• **Required actions**:
A) In the text on late Roman army units, why were the Scholae outside the normal military chain of command? Answer in one to three sentences.
B) Pick up the text on late Roman army units after its final sentence and write the next part.

START Text shown

The overall picture is that comitatenses units were either c. 1,000 or c. 500 strong. Limitanei units would appear to average about 250 effectives. But much uncertainty remains, especially regarding the size of limitanei regiments, as can be seen by the wide ranges of the size estimates.

===Excubitores===

The emperor Leo I created the Excubitores as an elite bodyguard of about 300 soldiers. However, the intrigues and political ambitions of their commanders (The Counts of the Excubitors, rendered in Latin as comes excubitorum) such as Priscus during the reigns of the emperors Maurice, Phocas and Heraclius and the Count Valentinus during the reign of Emperor Constans II, doomed Leo I's formerly famed Isaurian unit to obscurity.

===Scholae===

The emperor Constantine I created the Scholae Palatinae as an elite guards unit of about 6,000 soldiers, and to replace the Praetorian Guard of about 10,000 soldiers. 40 select troops from the scholae, called candidati from their white uniforms, acted as the emperor's personal bodyguards. Apart from the Agentes in Rebus, the Scholae were originally organized as cavalry units to accompany the emperors on campaign, although later, individual members of the Scholae could have non-military missions. Eventually, Justinian auctioned off positions in what was still a prestigious ceremonial unit, but no longer a fighting force.

They were outside the normal military chain of command as they did not belong to the comitatus praesentales and reported to the magister officiorum, a civilian official. However, this was probably only for administrative purposes: on campaign, the tribunes commanding each schola probably reported direct to the emperor himself.

The Notitia Dignitatum lists 7 scolae of cavalry and 1 of agents in the East Roman empire, as well as 5 of cavalry and 1 of agents in the West Roman empire.

===Palatini and Comitatenses===

Comitatenses cavalry units were known as vexillationes, infantry units as either legiones or auxilia. About half the units in the comitatus, both cavalry and infantry, were classified as palatini. The palatini were the majority of the comitatus praesentales (80% of regiments) and constituted a minority of the regional comitatus (14%). The palatini were an elite group with higher status and probably pay.

END Text shown
START Entries supplied

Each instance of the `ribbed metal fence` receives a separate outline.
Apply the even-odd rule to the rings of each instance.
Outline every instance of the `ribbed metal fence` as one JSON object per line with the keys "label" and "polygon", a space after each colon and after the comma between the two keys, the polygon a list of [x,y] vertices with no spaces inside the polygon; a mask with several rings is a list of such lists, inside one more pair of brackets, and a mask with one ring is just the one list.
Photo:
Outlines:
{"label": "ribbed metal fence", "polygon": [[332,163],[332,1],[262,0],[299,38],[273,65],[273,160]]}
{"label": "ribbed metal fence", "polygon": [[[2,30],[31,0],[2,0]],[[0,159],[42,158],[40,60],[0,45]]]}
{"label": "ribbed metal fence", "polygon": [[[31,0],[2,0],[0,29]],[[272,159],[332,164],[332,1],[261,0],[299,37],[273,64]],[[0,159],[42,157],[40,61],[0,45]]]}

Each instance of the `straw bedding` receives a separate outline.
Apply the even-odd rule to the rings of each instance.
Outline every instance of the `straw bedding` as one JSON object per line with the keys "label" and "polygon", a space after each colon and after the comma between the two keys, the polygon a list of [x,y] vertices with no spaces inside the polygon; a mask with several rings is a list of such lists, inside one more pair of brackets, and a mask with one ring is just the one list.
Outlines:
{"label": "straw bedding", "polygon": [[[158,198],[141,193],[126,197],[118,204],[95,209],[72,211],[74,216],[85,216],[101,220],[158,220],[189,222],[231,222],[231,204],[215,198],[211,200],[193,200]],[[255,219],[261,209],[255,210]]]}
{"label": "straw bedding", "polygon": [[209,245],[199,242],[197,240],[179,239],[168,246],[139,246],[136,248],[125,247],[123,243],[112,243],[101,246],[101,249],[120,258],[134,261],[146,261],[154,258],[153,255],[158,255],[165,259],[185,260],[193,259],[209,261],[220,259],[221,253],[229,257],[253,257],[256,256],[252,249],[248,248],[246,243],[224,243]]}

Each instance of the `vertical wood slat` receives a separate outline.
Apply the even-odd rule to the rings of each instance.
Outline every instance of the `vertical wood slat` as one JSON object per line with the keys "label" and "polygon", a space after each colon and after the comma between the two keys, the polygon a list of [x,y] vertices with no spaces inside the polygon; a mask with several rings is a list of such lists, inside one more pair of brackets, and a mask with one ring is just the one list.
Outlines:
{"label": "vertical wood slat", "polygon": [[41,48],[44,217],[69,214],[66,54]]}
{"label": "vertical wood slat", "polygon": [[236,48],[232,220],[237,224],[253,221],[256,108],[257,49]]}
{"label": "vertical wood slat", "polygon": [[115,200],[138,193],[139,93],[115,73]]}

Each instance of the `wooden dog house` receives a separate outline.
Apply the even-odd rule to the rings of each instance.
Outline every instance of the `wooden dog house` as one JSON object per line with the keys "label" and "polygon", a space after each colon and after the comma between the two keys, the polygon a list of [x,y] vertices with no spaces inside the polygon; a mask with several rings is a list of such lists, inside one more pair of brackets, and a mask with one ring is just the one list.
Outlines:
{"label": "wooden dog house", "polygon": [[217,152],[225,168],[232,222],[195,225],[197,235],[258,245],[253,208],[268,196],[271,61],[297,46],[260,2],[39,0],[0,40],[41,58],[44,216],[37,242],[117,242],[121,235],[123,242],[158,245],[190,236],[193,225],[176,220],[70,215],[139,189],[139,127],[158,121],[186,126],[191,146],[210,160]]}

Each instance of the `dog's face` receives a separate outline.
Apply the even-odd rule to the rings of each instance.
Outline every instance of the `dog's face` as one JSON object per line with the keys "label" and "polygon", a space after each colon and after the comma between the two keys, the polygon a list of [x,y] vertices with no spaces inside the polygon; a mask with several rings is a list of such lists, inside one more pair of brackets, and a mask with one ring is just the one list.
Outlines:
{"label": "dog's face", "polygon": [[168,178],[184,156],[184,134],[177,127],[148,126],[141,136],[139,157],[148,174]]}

END Entries supplied

• **Numbered answers**:
A) The Scholae were outside the normal military chain of command because they did not belong to the comitatus praesentales. They reported instead to the magister officiorum, a civilian official.

B)
The majority of cavalry units in the comitatus were traditional melee formations (61%). These units were denoted scutarii, stablesiani or promoti, probably honorific titles rather than descriptions of function. 24% of regiments were light cavalry: equites Dalmatae, Mauri and sagittarii (mounted archers). 15% were heavily armoured shock charge cavalry: cataphracti and clibanarii

===Limitanei===

The limitanei garrisoned fortifications along the borders of the Roman Empire. They were lower-status and lower-paid than the comitatenses and palatini. The nature of the limitanei changed considerably between their introduction in the 3rd or 4th century and their disappearance in the 6th or 7th century. In the 4th century, the limitanei were professional soldiers, and included both infantry and cavalry as well as river flotillas, but after the 5th century they were part-time soldiers, and after the 6th century they were unpaid militia. The limitanei between the 4th and 6th centuries were commanded by a duke (duces). Dukes essentially controlled private armies which operated separately from the imperial army. However, during the 6th century the power wielded by these dukes diminished meaning that many of the limitanei became part-time soldiers who supported their income usually through agricultural labour. The role of the limitanei appears to have included garrisoning frontier fortifications, operating as border guards and customs police, and preventing small-scale raids.

==Recruitment==

Although the Eastern Roman army sometimes turned to conscription it usually relied on volunteer soldiers. Shortages of money, rather than of manpower, usually limited recruitment.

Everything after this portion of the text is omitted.